§ Tasks for this exercise:
• 1. Answer the following questions using the interview excerpt on industrial policy, giving one answer per line marked (a), (b), (c):
(a) From what percentage to roughly what percentage will dependence on Taiwan and TSMC move?
(b) Over how many years does the speaker say the economy has had good growth?
(c) What does the speaker say the Biden administration has been quite explicit about?
• 2. Carry on the interview excerpt on industrial policy from its final sentence, in the same speaker's voice.

§ Source passage:
^^^^
Our dependence on Taiwan and TSMC will move from 92% to I think, about 87%. This is not a radical change. Our strategy very much relies on partnering with allies and others to build out capacity. I think that exists across all of the strategies for our industrial policy.

But it is the case that again, bipartisan support, that we needed to shore up a vulnerability for the country. That is something that I think in many ways, industrial policy has always existed. Perhaps it's been indirect or implicit. The Biden administration has been quite explicit about saying this is something that we have bipartisan support for. And it's really time, after decades of disinvestment in the country, which have left us vulnerable in many ways.

Could you help us understand how we got to this point a little bit? This is not one of the questions I sent you beforehand, so sorry about that. That's fine, I love it. Yeah. I'm wondering, why did that disinvestment happen? It seems a little bit like this industrial policy is a way of correcting, or maybe not correcting, but having the market lean in a certain direction.

Economic activity concentrated in certain industries, and toward certain goals. Why did that correction need to happen? If you look at our economy, and look over the last 40 years, we've had good growth. Not fantastic growth. But it's been a globalization of the economy. A lot of our firms have successfully globalized.
^^^^
(Lines of data)

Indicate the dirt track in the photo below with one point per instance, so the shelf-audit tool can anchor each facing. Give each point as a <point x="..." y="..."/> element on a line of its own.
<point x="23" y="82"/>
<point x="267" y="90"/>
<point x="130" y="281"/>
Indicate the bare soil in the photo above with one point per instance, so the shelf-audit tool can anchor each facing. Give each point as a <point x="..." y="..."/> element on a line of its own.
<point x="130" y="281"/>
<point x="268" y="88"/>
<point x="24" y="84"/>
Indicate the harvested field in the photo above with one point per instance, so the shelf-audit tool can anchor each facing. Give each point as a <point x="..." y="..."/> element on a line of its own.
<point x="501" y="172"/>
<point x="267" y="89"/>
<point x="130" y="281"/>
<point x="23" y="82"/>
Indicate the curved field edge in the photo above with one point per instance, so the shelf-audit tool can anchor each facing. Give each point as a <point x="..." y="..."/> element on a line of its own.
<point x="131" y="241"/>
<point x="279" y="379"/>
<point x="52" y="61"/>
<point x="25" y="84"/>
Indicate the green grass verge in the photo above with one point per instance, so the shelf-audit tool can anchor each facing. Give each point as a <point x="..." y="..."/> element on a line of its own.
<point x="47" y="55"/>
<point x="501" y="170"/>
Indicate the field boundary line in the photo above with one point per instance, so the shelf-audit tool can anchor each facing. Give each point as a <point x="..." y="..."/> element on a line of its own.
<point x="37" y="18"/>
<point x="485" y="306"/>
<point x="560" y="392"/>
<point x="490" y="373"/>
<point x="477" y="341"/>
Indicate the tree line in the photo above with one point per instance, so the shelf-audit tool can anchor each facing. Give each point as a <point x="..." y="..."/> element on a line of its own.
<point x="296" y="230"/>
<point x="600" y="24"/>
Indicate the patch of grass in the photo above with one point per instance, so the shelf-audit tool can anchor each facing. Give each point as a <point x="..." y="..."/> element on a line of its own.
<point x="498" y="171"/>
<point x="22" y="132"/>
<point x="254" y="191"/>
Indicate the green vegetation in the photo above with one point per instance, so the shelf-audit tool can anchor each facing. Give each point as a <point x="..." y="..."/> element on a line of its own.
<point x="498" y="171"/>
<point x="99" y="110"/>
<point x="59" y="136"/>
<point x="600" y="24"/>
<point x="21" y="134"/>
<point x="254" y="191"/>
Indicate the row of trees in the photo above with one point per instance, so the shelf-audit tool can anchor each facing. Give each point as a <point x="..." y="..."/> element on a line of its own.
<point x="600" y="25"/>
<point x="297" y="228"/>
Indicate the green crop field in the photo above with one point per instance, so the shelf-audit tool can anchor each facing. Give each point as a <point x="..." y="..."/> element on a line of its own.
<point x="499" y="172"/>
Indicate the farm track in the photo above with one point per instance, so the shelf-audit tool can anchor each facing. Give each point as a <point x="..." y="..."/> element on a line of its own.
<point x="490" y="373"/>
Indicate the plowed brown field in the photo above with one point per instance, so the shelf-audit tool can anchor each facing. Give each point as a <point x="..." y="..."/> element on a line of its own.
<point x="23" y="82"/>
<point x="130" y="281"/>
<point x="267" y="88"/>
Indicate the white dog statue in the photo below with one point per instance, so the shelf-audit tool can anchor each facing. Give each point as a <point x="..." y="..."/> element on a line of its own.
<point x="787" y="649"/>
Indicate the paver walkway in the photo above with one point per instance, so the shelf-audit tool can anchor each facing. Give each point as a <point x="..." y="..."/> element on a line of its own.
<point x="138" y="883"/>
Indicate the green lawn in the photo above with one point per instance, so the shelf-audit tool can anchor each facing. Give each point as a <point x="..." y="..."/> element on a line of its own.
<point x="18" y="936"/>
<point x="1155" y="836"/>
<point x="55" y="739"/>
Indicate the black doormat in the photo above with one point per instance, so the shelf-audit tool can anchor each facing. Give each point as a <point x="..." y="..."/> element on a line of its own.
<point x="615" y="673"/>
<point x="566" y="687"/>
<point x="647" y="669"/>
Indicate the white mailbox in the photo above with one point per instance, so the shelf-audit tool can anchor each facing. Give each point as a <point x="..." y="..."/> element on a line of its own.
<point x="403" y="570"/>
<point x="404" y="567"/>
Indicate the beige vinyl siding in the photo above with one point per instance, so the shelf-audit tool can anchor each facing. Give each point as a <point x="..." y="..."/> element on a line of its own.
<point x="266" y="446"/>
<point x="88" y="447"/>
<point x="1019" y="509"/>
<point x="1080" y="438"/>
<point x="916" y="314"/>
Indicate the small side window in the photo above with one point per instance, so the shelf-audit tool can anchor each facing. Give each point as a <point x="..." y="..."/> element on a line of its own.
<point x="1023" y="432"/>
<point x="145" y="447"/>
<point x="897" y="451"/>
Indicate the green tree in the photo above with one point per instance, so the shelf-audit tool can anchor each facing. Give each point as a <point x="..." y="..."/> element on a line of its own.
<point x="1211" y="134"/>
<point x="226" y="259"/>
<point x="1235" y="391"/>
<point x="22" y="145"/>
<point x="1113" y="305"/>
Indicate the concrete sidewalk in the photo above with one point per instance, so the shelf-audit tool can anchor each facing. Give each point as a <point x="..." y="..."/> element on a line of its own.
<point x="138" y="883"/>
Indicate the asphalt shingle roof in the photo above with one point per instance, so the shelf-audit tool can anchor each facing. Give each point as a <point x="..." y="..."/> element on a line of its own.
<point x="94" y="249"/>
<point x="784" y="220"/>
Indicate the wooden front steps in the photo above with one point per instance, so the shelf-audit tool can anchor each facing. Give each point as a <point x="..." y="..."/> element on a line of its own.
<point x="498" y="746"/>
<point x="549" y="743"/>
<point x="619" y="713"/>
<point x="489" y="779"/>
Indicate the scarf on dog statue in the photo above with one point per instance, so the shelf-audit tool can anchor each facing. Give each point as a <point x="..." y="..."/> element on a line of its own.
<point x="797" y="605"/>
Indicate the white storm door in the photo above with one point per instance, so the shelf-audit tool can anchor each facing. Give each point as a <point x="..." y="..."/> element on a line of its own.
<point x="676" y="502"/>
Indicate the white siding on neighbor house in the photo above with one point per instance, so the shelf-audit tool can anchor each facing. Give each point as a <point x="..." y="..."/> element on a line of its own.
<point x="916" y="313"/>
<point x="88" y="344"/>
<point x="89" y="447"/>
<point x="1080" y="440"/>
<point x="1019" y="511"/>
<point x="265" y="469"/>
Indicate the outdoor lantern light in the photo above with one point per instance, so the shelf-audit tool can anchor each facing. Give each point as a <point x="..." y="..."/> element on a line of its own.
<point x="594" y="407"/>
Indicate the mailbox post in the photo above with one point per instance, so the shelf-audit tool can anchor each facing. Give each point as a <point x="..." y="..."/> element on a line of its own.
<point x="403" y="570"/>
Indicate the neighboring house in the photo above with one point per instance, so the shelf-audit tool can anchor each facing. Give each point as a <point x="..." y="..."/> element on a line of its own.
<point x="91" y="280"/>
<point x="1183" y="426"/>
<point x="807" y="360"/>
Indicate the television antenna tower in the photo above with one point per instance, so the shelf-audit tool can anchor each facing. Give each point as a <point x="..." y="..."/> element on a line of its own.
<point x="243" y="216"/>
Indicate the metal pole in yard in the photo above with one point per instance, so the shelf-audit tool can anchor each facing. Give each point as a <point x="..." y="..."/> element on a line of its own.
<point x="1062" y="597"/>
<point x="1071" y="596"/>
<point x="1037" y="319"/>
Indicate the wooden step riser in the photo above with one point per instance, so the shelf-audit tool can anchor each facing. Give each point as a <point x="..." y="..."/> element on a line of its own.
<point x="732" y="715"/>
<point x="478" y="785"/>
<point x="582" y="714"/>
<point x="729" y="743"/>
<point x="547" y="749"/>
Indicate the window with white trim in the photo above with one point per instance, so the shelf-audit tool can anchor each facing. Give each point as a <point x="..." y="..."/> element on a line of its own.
^^^^
§ Answers given:
• 1.
(a) From 92% to about 87%.
(b) The last 40 years.
(c) Saying that this is something with bipartisan support.

• 2.
Through that process we've built out supply chains and opportunities in other economies. As a result, companies are going to move assets and invest elsewhere. I think the problem for us has been that a lot of the incentives have, in our system, particularly if you're a public company that's being judged on quarterly results, it's led to basically a short-term viewing of what's good for the company, but maybe not good for the country as a whole.

If you look at the hollowing out of our manufacturing base, a lot of investment and manufacturing has gone offshore. Companies have prioritized efficiency, which is what you find when you go to lower-cost locations, where labor costs are lower, et cetera. Environmental costs are lower? Environmental costs, there may not be environmental regulations. All sorts of reasons that one might do that.

We've also had, I think as a result of that, increasing inequality. As we just highlighted in our book, the book I will shamelessly promote, The Work of the Future, Building Better Jobs in an Age of Intelligent Machines, which was the result of the work of the Task Force on the Work of the Future, here at MIT. And this is a book I co-authored with David Autor and David Mindell. What we have seen is that while there's been growth for the country in productivity growth, that the benefits of that growth haven't been shared with everyone in the country. So the typical worker, starting in the 1980s, over several decades, basically has had relatively flat wages and compensation. That is also part of what's happened over the last 40 years.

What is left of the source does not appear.